◆ **Task 1**
Translate this sentence from the forum thread about naval grapeshot into Spanish: "Naval Engagements against FIAC type craft do not happen at range."
◆ **Task 2**
Extend the forum thread about grapeshot rounds for naval guns, picking up right after its final sentence.

START Reading text

Help ATS with a contribution via PayPal:
learn more

Grape Shot?

page: 1
1
<<   2 >>

log in

join

posted on Jun, 1 2009 @ 01:19 PM
link   
www.youtube.com...

Watch the Video.

I think NAVAL forces should employ these type of rounds in their Conventional Medium/Large guns systems 114mm, 127mm, 76mm OTO MELARA etc.

Why? Certain navy's around the world are advocating using Swarming Tactics using large teams of FIAC (FAST INSHORE ATTACK CRAFT) with medium calibre guns systems or Anti Tank type missile systems. some CIWS systems can cope with them but they are not all suited or configured to these type of engagements. But the new Millenium 35mm Gun still is not established and proved its capability yet.
I think these type of Rounds employed on an FF/DD (Frigate/Destroyer) would prove a cheap and reliable second line of Defence. It would also be easily integrated with zero modifications to the gun system needed.

Any thoughts?




posted on Jun, 1 2009 @ 01:40 PM
link   
The range on "grapeshot" is not very long at all. It is good for anti-personnel use, or close range ant-air use in tanks. A .50 caliber machine gun has more effective range than grapeshot out of a 5" gun. The 20mm gatling gun ciws is way better than giant shotgun shells out of a deck gun.



posted on Jun, 1 2009 @ 01:49 PM
link   
I don't believe that to be the case, you could easily get a weapons Manufacturer to get a VT Fuse on it and get it go off 300m before required Range. Plus the Heavier the rounds used the better, TUNSTEN Balls or Flechette rounds. Plus there is no reason why a Large calibre Gun system could not be used as a Second line Tactical Shotgun, The CIWS remains your Primary (Or maybe the ability to 30kts in the opposite direction!) but CIWS are difficult to maintain and if i am honest somewhat fickle. A Large scale Naval Shotgun firing a shell every second to 0.75s would be terrifiying. I think it would have numerous uses, it could be used to put a wall of tungsten up against an incoming ASM. Plus no Naval Officer worth his salt would turn down another item putting more rounds in the sky against an "EXOCET" et al.

Remember Naval Engagements of this nature would be a close in Knife fighting scenario especially against WBSIED (water bourne Suicide IED'S) the aim is surround and pummel a superior opponent with numerous targets. All ROE requires a positive VISUAL IDENTIFICATION unless a relaxation is inforce therefore A CAPTAIN will wait until he has hostile intent/Pos VID before bringing the Rain. Naval Engagements against FIAC type craft do not happen at range. It is not UDALOY, or MEKO 360, its a boat usually under 12metres doing a hell of rate of knots, engagement will be Sub 3nm....

END Reading text
START Dataset excerpts

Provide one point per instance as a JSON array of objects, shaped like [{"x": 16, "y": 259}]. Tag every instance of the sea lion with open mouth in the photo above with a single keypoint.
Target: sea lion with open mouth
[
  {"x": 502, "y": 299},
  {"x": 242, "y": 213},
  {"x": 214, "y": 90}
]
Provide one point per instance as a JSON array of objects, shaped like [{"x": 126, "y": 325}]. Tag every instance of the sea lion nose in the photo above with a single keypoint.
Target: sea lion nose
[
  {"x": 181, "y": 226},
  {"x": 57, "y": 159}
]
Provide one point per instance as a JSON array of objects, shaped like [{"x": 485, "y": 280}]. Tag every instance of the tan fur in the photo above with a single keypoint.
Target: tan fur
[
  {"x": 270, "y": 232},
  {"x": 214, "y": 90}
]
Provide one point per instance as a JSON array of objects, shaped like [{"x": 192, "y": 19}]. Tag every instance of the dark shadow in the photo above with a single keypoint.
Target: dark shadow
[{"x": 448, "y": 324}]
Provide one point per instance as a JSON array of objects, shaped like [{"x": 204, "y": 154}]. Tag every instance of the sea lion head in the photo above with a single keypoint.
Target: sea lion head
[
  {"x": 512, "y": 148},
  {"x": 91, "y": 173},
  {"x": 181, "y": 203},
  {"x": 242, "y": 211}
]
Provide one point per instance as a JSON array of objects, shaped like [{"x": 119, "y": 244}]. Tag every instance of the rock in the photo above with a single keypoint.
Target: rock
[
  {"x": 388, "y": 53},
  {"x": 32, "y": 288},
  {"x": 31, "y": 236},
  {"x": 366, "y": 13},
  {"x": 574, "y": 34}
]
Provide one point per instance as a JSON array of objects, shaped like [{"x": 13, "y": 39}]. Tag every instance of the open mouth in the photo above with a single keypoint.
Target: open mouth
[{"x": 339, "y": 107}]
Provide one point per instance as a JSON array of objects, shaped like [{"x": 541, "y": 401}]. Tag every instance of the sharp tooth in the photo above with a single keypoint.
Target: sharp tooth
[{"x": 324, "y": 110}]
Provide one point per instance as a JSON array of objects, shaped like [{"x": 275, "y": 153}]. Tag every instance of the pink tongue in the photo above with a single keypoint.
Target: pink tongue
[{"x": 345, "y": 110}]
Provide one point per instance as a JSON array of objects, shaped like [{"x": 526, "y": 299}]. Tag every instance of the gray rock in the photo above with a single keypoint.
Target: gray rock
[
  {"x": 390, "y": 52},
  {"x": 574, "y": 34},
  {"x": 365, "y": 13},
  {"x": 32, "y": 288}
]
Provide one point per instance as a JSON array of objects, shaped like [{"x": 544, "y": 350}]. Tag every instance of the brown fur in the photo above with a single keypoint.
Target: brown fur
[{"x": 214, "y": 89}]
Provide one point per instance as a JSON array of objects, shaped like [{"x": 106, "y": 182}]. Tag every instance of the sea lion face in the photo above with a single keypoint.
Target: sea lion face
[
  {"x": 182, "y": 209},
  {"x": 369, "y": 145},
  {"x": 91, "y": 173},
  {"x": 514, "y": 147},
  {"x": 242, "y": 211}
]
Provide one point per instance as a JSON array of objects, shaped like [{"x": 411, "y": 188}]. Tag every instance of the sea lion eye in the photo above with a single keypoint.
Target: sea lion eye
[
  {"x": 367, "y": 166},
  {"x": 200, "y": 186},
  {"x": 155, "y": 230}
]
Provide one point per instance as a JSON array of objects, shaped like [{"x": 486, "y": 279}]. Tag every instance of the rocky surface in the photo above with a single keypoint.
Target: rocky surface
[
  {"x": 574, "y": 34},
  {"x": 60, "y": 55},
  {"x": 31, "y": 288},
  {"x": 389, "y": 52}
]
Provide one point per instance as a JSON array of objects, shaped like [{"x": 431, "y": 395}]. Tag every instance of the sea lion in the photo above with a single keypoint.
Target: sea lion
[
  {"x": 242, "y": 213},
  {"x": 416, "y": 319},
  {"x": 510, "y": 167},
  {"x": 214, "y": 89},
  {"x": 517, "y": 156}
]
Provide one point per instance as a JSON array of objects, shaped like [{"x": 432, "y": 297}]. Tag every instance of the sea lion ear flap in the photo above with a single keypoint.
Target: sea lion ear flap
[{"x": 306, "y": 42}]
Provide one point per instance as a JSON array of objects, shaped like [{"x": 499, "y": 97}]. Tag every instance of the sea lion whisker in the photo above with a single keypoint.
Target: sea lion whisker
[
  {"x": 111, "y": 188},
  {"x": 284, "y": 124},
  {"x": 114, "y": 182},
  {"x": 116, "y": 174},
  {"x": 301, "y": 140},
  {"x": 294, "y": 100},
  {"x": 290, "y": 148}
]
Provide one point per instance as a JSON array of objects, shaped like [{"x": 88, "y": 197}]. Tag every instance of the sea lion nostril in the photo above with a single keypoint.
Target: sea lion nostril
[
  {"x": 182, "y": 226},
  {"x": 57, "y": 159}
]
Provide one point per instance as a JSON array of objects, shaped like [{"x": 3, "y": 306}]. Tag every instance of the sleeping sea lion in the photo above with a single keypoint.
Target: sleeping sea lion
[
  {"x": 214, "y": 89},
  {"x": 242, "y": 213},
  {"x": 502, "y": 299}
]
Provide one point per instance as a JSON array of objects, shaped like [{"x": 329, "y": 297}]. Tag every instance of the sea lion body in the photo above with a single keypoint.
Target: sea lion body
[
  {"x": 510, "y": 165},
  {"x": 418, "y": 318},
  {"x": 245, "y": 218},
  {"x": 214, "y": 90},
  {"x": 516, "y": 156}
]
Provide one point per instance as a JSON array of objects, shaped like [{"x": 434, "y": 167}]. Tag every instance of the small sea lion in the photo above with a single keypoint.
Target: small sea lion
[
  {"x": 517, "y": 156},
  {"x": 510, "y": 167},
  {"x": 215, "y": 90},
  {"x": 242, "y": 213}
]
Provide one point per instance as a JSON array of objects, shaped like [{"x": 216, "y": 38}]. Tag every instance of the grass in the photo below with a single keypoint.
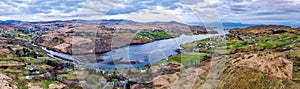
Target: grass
[
  {"x": 188, "y": 58},
  {"x": 190, "y": 46}
]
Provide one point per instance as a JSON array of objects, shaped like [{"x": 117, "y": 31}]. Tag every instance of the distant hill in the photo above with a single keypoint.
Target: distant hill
[
  {"x": 103, "y": 22},
  {"x": 225, "y": 24},
  {"x": 10, "y": 22}
]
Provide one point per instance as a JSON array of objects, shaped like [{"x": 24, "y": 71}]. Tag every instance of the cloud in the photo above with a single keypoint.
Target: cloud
[{"x": 245, "y": 11}]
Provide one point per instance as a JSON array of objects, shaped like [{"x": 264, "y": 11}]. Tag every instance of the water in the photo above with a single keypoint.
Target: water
[{"x": 153, "y": 52}]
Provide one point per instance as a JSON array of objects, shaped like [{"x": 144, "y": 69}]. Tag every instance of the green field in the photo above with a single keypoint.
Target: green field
[{"x": 188, "y": 58}]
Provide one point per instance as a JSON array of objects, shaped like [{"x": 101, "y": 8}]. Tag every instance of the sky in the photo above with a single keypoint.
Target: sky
[{"x": 285, "y": 12}]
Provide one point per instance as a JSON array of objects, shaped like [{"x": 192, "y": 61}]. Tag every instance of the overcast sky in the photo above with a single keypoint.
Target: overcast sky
[{"x": 185, "y": 11}]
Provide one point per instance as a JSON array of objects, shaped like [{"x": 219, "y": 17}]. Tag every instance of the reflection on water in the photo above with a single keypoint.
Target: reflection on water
[{"x": 150, "y": 52}]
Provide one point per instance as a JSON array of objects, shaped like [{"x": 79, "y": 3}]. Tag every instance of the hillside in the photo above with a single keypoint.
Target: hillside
[{"x": 257, "y": 57}]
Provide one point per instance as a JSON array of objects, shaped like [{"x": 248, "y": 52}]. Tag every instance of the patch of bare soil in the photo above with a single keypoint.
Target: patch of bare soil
[{"x": 275, "y": 64}]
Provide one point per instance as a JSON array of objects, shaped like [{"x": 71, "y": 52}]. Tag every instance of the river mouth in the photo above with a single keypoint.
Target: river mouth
[{"x": 133, "y": 56}]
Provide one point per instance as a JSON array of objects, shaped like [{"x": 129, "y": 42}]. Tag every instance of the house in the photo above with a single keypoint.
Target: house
[
  {"x": 121, "y": 83},
  {"x": 30, "y": 68},
  {"x": 36, "y": 72},
  {"x": 143, "y": 70},
  {"x": 48, "y": 75},
  {"x": 29, "y": 77}
]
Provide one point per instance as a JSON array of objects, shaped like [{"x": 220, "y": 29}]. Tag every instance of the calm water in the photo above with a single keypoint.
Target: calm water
[{"x": 154, "y": 52}]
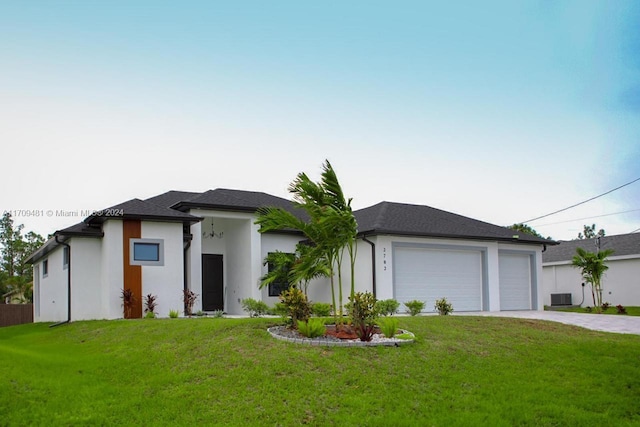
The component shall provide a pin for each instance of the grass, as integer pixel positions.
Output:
(631, 311)
(461, 371)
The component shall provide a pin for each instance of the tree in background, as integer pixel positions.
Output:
(590, 232)
(524, 228)
(592, 266)
(15, 248)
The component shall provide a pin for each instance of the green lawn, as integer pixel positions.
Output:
(631, 311)
(461, 371)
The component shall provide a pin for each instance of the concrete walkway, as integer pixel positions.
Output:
(597, 322)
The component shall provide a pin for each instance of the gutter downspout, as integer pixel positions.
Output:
(373, 264)
(68, 284)
(184, 268)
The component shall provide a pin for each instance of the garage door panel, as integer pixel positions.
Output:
(430, 274)
(515, 282)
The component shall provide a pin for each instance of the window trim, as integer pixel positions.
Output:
(159, 242)
(276, 288)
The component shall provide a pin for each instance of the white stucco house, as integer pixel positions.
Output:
(208, 243)
(562, 283)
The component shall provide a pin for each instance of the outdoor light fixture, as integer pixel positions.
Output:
(212, 234)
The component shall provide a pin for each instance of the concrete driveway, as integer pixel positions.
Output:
(596, 322)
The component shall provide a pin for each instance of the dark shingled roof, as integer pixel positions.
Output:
(622, 244)
(78, 230)
(170, 198)
(81, 229)
(417, 220)
(237, 200)
(139, 209)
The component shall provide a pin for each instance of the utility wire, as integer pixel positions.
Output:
(588, 217)
(581, 203)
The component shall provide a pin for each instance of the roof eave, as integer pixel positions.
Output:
(184, 206)
(453, 236)
(158, 218)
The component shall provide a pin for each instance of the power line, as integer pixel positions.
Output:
(588, 217)
(581, 203)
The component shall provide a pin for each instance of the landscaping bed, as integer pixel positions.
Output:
(344, 338)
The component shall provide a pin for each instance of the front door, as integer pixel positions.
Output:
(212, 283)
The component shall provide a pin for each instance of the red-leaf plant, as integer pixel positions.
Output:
(128, 299)
(189, 299)
(150, 303)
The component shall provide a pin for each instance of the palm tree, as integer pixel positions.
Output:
(592, 266)
(331, 228)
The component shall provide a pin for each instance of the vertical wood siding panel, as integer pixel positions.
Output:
(132, 229)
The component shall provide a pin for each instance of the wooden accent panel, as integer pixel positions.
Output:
(132, 229)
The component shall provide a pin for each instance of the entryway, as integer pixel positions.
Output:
(212, 282)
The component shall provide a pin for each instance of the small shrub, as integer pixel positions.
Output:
(443, 307)
(387, 307)
(414, 307)
(388, 326)
(321, 309)
(363, 314)
(254, 308)
(128, 299)
(150, 303)
(279, 309)
(405, 336)
(297, 306)
(312, 328)
(189, 297)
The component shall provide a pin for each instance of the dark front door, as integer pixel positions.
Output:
(212, 283)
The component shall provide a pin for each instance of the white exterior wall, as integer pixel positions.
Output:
(240, 246)
(620, 283)
(166, 281)
(194, 264)
(112, 270)
(52, 290)
(86, 272)
(271, 242)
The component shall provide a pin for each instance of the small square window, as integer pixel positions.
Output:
(146, 252)
(276, 288)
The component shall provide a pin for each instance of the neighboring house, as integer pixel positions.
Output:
(620, 283)
(209, 243)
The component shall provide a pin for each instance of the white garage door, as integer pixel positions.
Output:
(430, 274)
(515, 282)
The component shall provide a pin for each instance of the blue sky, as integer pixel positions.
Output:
(501, 111)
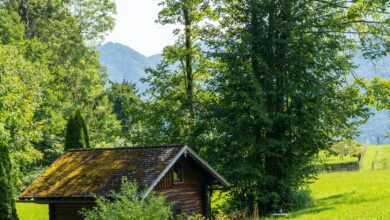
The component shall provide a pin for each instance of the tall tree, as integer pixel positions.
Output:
(76, 132)
(282, 90)
(47, 51)
(176, 84)
(7, 202)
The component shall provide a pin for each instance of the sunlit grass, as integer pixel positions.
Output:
(362, 195)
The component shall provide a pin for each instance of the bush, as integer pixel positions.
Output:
(129, 205)
(300, 199)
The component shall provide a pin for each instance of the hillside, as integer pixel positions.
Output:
(124, 63)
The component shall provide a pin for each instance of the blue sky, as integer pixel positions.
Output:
(136, 27)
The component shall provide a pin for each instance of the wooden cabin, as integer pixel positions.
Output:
(176, 172)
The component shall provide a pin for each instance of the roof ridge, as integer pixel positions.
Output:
(129, 147)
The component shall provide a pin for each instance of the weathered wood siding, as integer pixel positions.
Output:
(188, 197)
(58, 211)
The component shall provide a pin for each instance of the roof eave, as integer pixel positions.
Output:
(198, 159)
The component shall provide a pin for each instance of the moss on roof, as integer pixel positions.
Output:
(84, 173)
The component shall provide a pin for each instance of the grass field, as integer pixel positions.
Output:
(362, 195)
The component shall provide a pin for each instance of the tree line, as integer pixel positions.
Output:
(258, 87)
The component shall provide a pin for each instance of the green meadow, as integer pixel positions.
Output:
(362, 195)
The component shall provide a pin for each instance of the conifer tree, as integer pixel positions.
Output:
(7, 201)
(76, 132)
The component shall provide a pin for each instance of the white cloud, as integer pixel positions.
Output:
(136, 27)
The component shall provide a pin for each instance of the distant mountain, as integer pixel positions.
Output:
(124, 63)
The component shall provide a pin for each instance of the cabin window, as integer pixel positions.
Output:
(177, 174)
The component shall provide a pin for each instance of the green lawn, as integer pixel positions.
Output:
(362, 195)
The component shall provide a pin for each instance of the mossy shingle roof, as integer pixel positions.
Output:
(84, 173)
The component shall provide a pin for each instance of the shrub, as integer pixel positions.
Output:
(300, 199)
(128, 204)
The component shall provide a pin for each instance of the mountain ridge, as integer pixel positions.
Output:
(126, 64)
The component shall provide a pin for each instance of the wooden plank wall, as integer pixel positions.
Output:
(187, 197)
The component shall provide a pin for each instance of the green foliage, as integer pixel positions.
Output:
(177, 93)
(128, 204)
(76, 132)
(48, 71)
(282, 92)
(7, 202)
(348, 148)
(377, 92)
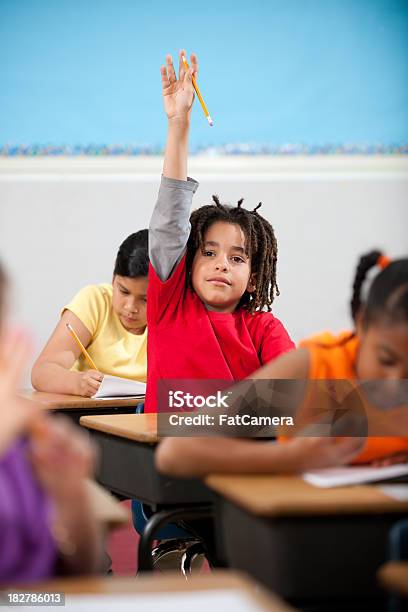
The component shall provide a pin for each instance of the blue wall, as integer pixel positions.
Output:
(272, 71)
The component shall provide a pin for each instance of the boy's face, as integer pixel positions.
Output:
(383, 351)
(129, 302)
(221, 273)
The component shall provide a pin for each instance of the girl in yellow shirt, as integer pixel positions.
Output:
(110, 321)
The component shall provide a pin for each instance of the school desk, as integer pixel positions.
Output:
(127, 445)
(220, 590)
(76, 406)
(304, 542)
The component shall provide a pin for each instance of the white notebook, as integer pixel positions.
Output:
(354, 474)
(113, 387)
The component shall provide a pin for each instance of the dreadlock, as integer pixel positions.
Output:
(260, 246)
(388, 294)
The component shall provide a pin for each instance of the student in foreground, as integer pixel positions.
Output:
(212, 278)
(110, 321)
(47, 526)
(376, 349)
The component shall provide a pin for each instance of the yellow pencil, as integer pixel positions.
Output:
(198, 92)
(81, 346)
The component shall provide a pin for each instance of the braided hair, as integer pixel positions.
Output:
(388, 294)
(260, 246)
(132, 259)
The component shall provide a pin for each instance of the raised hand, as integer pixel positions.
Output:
(178, 94)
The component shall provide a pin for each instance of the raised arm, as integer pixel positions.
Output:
(169, 226)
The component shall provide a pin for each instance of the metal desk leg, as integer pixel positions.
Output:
(157, 521)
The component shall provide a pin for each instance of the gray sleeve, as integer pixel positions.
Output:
(169, 227)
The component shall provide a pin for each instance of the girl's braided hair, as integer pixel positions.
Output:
(388, 294)
(260, 246)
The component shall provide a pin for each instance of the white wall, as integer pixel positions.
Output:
(61, 222)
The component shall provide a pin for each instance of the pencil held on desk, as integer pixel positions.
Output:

END Dataset excerpts

◆ **Written response 1**
Los enfrentamientos navales contra embarcaciones de tipo FIAC no ocurren a distancia.

◆ **Written response 2**
[edit on 1/6/09 by LT mikey]



posted on Jun, 1 2009 @ 02:01 PM
link   
reply to post by LT mikey
 

maybe in a last ditch defence but i would of thought grape shot would knacker a modern gun barrel in a few shots



posted on Jun, 1 2009 @ 02:04 PM
link   
An interesting notion. The Japanese tried something similar in their largest calibre naval guns (16" and 18.1") during WWII for anti aircraft use. It was, by all accounts, less than successful, and damaged the guns that fired it. Can't remember the name right off the top of my head...

The damage was to the rifling of the guns, and if I"m remembering correctly, the recoil mechanisms.

The guns that fire a grapeshot round would have to be smoothbore, and perhaps specially made. A close in system, for those mobbing attacks you mentioned. I don't see a real reason to use them as a stand off weapon. But than I'm nothing even resembling an expert in these matters, though I play one on the internet...

Interesting thought, though...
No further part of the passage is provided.